_Stated exercise_:
Send back the entries below exactly as they appear.
◆ ◆ ◆ ◆ ◆ ◆ ◆
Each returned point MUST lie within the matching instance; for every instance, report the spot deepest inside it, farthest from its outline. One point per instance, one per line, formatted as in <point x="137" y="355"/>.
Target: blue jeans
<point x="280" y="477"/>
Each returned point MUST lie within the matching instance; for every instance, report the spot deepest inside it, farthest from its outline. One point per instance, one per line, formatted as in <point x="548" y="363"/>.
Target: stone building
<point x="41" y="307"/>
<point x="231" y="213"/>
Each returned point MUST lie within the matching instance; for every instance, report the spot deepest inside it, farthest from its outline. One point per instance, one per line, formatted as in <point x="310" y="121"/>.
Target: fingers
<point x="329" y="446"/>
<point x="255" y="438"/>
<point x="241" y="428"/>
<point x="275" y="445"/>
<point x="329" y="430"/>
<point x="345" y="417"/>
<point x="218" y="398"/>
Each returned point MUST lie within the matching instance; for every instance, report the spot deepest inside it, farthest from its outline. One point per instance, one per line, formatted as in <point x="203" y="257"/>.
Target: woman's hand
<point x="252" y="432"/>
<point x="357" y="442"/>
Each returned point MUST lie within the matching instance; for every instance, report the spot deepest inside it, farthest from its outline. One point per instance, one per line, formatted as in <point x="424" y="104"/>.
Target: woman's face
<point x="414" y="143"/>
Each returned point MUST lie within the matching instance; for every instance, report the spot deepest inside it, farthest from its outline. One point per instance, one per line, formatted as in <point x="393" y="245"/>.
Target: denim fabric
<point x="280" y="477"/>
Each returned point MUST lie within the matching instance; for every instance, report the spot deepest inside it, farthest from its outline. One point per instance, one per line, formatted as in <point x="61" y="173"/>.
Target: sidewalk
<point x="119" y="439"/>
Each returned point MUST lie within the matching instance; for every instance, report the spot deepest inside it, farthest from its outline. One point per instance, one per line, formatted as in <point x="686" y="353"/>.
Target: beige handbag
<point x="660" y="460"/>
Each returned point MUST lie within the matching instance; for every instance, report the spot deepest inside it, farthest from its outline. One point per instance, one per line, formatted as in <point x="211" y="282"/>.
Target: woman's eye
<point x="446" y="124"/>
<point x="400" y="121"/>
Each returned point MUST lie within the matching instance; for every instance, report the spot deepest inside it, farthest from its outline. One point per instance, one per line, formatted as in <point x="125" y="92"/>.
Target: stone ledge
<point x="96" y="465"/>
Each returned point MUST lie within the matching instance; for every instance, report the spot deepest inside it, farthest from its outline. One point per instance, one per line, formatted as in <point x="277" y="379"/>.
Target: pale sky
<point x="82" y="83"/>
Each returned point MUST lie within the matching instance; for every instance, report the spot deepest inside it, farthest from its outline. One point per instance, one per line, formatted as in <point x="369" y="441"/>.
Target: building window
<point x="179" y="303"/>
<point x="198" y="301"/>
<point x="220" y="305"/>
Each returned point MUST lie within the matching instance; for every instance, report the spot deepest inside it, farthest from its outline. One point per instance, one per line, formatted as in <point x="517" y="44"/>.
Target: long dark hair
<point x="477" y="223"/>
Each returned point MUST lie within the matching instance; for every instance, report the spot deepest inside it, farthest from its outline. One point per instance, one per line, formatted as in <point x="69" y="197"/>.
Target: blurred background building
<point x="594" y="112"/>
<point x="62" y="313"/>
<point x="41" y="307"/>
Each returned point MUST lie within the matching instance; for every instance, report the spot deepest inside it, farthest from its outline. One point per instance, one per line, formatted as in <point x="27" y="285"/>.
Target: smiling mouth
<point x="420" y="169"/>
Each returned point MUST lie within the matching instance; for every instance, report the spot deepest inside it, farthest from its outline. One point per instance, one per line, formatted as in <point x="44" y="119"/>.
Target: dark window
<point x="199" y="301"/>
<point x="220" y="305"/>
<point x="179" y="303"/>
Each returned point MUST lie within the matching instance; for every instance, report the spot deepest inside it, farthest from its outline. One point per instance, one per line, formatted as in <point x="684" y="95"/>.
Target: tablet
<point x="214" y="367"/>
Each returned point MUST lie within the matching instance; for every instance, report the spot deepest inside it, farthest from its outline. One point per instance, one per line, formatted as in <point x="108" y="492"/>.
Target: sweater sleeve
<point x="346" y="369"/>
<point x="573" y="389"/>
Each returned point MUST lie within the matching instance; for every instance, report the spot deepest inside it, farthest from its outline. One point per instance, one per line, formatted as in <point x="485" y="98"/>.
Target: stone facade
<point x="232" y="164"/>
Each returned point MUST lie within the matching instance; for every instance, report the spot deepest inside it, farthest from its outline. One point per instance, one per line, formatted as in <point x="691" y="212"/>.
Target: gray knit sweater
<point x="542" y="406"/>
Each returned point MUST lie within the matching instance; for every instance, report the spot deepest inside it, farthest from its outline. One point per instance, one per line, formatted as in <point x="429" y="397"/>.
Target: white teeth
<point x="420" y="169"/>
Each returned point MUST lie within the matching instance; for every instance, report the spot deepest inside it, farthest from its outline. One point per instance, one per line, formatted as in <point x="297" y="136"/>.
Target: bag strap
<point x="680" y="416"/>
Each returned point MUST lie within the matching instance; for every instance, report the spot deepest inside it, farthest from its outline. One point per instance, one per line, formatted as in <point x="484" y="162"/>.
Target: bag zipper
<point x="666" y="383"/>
◆ ◆ ◆ ◆ ◆ ◆ ◆
_Task response_:
Each returned point MUST lie within the matching instance; for every instance, report the spot deepest inside it, farthest from its outline. One point per instance, one per line, formatted as in <point x="137" y="355"/>.
Target: blue jeans
<point x="280" y="477"/>
Each returned point MUST lie within the matching instance; for every instance, report the spot deepest inside it, farthest from its outline. One point per instance, one per line, formatted as in <point x="548" y="363"/>.
Target: stone building
<point x="41" y="307"/>
<point x="231" y="213"/>
Each returned point MUST lie within the matching instance; for every instance, report the spot deepest inside it, farthest from its outline. One point per instance, one per line, formatted as in <point x="310" y="121"/>.
Target: fingers
<point x="329" y="446"/>
<point x="255" y="438"/>
<point x="241" y="428"/>
<point x="275" y="445"/>
<point x="329" y="430"/>
<point x="345" y="417"/>
<point x="218" y="398"/>
Each returned point MUST lie within the matching instance; for every instance, report the spot deepest inside it, farthest from its outline. One point per instance, one per line, formatted as in <point x="203" y="257"/>.
Target: woman's hand
<point x="252" y="432"/>
<point x="357" y="442"/>
Each returned point MUST lie within the matching instance; for every instance, report the spot deepest inside it, farthest from its outline. One point per instance, one per line, formatted as in <point x="424" y="104"/>.
Target: woman's face
<point x="414" y="143"/>
Each returned point MUST lie within the matching instance; for every instance, report the spot deepest inside it, farthest from its outline. One point per instance, one per line, formatted as in <point x="393" y="245"/>.
Target: denim fabric
<point x="280" y="477"/>
Each returned point MUST lie within the matching instance; for every instance, report the spot deepest inside it, farthest from its outline. One point per instance, one per line, formatted as in <point x="61" y="173"/>.
Target: sidewalk
<point x="119" y="439"/>
Each returned point MUST lie within the matching instance; for every instance, report the spot deepest inside it, farthest from its outline. One point per instance, one per line, formatted as in <point x="686" y="353"/>.
Target: beige handbag
<point x="660" y="460"/>
Each returned point MUST lie within the matching instance; for every instance, report the spot deepest inside it, farthest from its outline. One point per instance, one per line, formatted as in <point x="211" y="282"/>.
Target: woman's eye
<point x="446" y="124"/>
<point x="400" y="121"/>
Each returned point MUST lie within the matching instance; for every instance, report the spot deepest inside it, farthest from its outline. One point per instance, one per line, formatted as in <point x="125" y="92"/>.
Target: stone ledge
<point x="96" y="465"/>
Each returned point MUST lie within the matching instance; for every instance, report the spot deepest inside it, farthest from its outline. One point per instance, one per line, formatted as in <point x="277" y="379"/>.
Target: pale sky
<point x="82" y="83"/>
Each returned point MUST lie within the matching instance; for every instance, report the spot deepest inside it, farthest from its outline. One point per instance, one per line, formatted as in <point x="369" y="441"/>.
Target: building window
<point x="179" y="303"/>
<point x="198" y="301"/>
<point x="220" y="305"/>
Each returned point MUST lie within the matching instance; for every instance, report the spot deepest inside it, farthest from its outline. One point per instance, one per line, formatted as in <point x="517" y="44"/>.
Target: long dark hair
<point x="477" y="223"/>
Each returned point MUST lie within the matching instance; for every instance, report the spot deepest inside it, farthest from its outline. One point per instance, one per line, formatted as in <point x="69" y="197"/>.
Target: blurred background building
<point x="594" y="112"/>
<point x="62" y="313"/>
<point x="41" y="307"/>
Each returned point MUST lie within the matching instance; for every instance, report the spot deepest inside it, farthest from its outline. One point per instance, one per line, formatted as in <point x="27" y="285"/>.
Target: smiling mouth
<point x="420" y="169"/>
Each returned point MUST lie within the matching instance; for every instance, report the spot deepest inside it, farthest from its outline. One point per instance, one per line, formatted as in <point x="44" y="119"/>.
Target: dark window
<point x="199" y="301"/>
<point x="220" y="305"/>
<point x="179" y="303"/>
Each returned point MUST lie within the matching instance; for every instance, report the spot deepest inside it, farthest from its outline. One point per instance, one per line, formatted as in <point x="684" y="95"/>.
Target: tablet
<point x="214" y="367"/>
Each returned point MUST lie within the matching instance; for every instance, report the spot deepest inside it, farthest from its outline. One point per instance, one per line, formatted as in <point x="108" y="492"/>.
Target: sweater sleeve
<point x="346" y="369"/>
<point x="573" y="389"/>
Each returned point MUST lie within the matching instance; for every instance, report the spot deepest inside it, farthest from its outline. One point per instance, one per line, formatted as in <point x="485" y="98"/>.
Target: stone facade
<point x="232" y="164"/>
Each returned point MUST lie within the matching instance; for every instance, report the spot deepest inside it, farthest from its outline. One point per instance, one per line, formatted as in <point x="691" y="212"/>.
Target: gray knit sweater
<point x="542" y="406"/>
Each returned point MUST lie within the matching instance; for every instance, report the spot deepest inside it, farthest from its outline. One point per instance, one per line, formatted as in <point x="429" y="397"/>.
Target: white teeth
<point x="420" y="169"/>
Each returned point MUST lie within the matching instance; for every instance, report the spot deepest inside it, farthest from its outline. One point per instance, one per line, formatted as in <point x="297" y="136"/>.
Target: bag strap
<point x="680" y="416"/>
Each returned point MUST lie within the matching instance; for every instance, report the spot deepest inside it, farthest from its outline. One point per instance, one per line, formatted as in <point x="484" y="162"/>.
Target: bag zipper
<point x="666" y="383"/>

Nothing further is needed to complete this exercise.